• Material for the task:
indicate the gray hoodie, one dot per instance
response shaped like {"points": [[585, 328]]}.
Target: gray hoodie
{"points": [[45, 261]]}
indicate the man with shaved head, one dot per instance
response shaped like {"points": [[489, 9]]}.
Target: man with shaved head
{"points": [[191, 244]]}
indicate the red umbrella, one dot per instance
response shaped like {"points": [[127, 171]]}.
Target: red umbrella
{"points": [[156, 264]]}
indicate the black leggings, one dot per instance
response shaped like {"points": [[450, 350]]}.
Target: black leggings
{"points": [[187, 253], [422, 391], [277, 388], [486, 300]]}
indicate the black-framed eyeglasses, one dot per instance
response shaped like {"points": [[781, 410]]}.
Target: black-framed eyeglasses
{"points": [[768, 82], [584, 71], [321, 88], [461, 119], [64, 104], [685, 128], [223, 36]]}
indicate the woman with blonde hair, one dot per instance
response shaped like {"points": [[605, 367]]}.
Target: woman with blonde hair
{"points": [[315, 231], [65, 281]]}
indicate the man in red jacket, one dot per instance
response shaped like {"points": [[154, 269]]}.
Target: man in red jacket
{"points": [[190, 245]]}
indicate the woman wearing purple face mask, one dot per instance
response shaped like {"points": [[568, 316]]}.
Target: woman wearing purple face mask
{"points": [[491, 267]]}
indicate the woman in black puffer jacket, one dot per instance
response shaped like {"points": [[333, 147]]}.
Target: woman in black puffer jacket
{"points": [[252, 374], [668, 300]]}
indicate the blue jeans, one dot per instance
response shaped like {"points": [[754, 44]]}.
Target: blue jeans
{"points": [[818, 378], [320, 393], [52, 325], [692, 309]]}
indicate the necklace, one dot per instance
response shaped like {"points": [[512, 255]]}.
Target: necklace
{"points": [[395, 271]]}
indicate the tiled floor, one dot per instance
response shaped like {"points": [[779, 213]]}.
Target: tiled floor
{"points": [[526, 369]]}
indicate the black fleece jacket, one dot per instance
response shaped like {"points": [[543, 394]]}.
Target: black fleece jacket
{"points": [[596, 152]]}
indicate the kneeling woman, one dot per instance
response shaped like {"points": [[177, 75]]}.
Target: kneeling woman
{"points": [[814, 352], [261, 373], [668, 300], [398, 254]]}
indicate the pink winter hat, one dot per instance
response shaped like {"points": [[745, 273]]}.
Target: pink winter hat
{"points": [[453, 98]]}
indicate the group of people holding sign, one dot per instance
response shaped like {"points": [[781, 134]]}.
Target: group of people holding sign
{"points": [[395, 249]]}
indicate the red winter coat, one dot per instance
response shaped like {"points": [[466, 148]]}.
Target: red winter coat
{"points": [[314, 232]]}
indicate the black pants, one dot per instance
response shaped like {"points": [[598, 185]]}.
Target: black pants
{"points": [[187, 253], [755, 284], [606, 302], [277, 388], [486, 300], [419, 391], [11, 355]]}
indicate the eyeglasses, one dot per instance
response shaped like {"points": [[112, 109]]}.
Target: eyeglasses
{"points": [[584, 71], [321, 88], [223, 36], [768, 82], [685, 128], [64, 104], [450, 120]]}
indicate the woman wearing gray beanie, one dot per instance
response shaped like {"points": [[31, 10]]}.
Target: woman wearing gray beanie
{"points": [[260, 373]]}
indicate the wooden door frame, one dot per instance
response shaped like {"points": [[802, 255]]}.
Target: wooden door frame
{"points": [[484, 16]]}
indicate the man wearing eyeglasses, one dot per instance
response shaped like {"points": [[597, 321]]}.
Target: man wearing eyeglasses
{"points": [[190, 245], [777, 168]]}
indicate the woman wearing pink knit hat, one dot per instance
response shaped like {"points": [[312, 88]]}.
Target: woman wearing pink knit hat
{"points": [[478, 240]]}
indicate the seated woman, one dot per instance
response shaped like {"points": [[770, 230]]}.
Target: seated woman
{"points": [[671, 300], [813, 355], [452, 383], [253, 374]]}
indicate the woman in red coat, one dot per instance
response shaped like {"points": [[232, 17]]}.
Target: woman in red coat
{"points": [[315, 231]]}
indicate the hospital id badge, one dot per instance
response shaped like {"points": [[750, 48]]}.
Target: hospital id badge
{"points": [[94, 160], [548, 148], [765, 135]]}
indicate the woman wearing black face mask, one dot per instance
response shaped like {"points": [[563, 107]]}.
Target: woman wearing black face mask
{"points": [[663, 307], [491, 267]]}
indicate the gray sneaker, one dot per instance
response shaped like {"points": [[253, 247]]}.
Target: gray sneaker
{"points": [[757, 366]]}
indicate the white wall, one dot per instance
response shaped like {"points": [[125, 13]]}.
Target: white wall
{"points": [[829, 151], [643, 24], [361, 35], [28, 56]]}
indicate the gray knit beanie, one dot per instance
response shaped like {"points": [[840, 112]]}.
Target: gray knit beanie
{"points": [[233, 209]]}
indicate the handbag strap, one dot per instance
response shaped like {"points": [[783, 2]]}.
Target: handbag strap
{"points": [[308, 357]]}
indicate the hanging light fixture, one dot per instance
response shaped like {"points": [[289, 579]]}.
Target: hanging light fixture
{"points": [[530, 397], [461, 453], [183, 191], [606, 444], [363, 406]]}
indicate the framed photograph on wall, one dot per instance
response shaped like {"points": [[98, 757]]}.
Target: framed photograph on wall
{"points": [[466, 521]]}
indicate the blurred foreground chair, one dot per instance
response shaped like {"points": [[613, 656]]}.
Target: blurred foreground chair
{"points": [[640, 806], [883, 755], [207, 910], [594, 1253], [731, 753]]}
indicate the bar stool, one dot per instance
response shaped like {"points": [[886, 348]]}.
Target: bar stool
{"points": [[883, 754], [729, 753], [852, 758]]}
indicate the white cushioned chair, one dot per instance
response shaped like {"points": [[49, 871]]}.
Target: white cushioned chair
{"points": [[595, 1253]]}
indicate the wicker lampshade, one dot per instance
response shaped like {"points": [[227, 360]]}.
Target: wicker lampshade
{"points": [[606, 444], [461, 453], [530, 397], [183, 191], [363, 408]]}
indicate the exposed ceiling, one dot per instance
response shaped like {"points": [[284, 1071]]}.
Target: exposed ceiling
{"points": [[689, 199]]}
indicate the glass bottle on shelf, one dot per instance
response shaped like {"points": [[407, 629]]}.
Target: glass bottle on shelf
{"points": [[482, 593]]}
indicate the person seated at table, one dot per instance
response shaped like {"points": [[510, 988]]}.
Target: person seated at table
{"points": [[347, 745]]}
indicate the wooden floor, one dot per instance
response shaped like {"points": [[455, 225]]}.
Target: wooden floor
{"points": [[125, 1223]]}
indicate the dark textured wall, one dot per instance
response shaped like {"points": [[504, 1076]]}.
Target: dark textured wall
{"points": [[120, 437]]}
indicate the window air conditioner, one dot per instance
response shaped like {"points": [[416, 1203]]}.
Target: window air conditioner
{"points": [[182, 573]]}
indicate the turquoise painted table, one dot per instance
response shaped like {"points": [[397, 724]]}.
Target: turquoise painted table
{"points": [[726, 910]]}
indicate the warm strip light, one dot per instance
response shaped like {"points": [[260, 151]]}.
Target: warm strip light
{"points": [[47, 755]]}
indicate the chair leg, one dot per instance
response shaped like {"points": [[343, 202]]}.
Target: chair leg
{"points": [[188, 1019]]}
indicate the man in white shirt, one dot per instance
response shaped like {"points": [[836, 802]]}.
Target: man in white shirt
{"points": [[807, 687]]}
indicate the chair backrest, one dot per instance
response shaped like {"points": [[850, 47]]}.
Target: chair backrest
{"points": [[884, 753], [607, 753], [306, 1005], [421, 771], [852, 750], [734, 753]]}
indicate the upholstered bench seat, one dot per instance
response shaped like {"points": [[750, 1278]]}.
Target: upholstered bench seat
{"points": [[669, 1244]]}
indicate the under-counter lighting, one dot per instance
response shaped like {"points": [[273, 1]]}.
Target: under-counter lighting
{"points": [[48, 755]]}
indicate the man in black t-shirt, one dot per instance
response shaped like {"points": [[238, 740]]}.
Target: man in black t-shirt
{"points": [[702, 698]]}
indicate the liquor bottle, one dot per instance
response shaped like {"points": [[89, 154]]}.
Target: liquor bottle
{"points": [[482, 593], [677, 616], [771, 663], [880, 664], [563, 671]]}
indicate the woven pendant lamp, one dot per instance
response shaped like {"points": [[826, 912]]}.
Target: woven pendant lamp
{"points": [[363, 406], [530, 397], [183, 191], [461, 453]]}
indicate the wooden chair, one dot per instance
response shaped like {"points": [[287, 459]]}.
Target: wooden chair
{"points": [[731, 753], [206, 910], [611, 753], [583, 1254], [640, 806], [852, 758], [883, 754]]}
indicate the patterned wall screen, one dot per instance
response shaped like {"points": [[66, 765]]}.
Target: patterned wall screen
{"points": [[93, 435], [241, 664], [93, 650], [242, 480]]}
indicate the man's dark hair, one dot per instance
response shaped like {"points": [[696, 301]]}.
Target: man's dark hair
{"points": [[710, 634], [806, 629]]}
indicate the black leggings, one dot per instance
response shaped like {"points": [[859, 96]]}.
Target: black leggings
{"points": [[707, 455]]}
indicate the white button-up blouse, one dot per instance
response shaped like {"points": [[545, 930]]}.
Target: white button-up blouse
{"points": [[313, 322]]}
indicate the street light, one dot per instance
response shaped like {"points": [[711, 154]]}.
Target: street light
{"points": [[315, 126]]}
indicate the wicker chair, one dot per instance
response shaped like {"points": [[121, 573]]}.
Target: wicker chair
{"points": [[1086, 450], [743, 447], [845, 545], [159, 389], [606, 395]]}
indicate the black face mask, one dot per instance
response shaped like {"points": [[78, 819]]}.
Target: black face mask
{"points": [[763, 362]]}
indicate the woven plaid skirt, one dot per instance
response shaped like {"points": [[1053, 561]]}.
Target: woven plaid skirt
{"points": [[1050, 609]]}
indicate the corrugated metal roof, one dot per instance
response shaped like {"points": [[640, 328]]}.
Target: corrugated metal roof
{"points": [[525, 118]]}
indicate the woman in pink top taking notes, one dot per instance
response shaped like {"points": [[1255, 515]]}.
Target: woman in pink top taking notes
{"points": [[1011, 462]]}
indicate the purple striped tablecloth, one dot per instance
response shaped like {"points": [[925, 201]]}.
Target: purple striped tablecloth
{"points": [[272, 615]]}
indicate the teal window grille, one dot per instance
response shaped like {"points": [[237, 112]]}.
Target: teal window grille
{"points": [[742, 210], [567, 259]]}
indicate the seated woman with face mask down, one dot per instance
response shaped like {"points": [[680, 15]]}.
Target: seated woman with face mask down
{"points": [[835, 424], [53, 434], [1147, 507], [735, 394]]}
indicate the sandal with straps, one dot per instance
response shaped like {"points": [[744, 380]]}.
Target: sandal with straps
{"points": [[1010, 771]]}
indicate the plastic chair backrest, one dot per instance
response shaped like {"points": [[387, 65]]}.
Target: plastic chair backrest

• Task goal: Within the material above, copy exactly the lines from the line that holds "indicate the kneeling" up to and including the line that holds "indicate the red winter".

• Finished task:
indicate the kneeling woman, one dot per instance
response shaped like {"points": [[177, 75]]}.
Target: kneeling woman
{"points": [[814, 352], [261, 373], [668, 300], [398, 254]]}
indicate the pink winter hat, one dot per instance
response shaped like {"points": [[745, 273]]}.
Target: pink winter hat
{"points": [[453, 98]]}
indicate the group of people holding sign, one dot per instance
response shaped like {"points": [[781, 134]]}.
Target: group of people holding sign
{"points": [[395, 249]]}
indicate the red winter coat, one dot per instance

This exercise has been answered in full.